Records from a data set
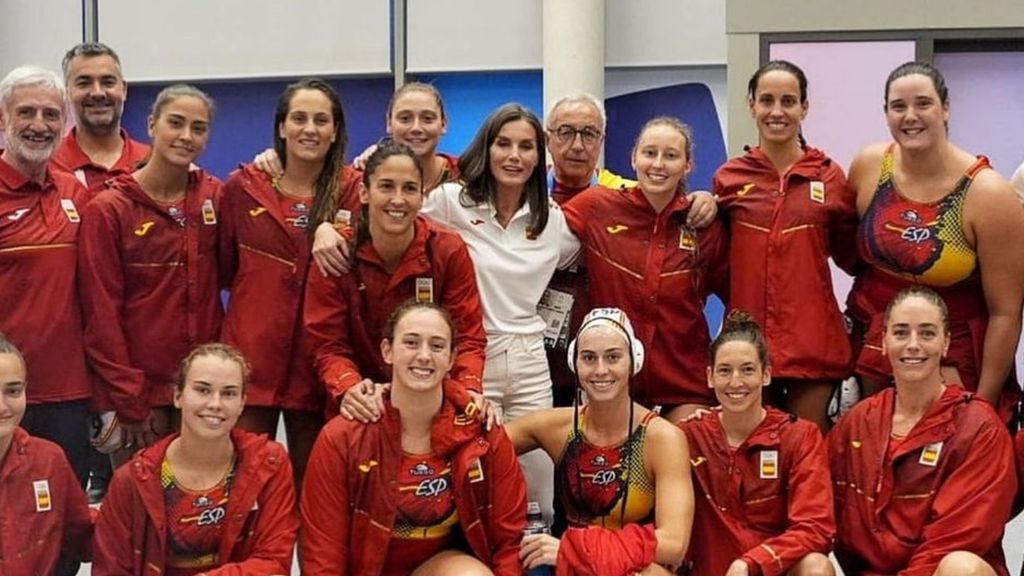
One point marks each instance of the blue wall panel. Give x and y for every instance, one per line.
x=470, y=97
x=692, y=104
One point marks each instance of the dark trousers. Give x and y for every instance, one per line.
x=67, y=424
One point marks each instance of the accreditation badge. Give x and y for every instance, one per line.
x=687, y=239
x=68, y=205
x=476, y=471
x=424, y=290
x=930, y=454
x=818, y=192
x=41, y=488
x=209, y=214
x=343, y=216
x=769, y=464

Task instructions:
Can you write out the entries above again word for word, including every coordinate line, but without the pictures?

Result of this task:
One point marks each instance of the blue wall panel. Give x and y for every instance, one per line.
x=470, y=97
x=692, y=104
One point marks each instance of the dark trousers. Give x and y for every instance, one per line.
x=67, y=424
One point marks each instance of the accreditation badge. Give x and y for every instance, one per line.
x=687, y=239
x=68, y=205
x=476, y=471
x=424, y=290
x=930, y=454
x=818, y=192
x=41, y=488
x=209, y=214
x=343, y=216
x=769, y=464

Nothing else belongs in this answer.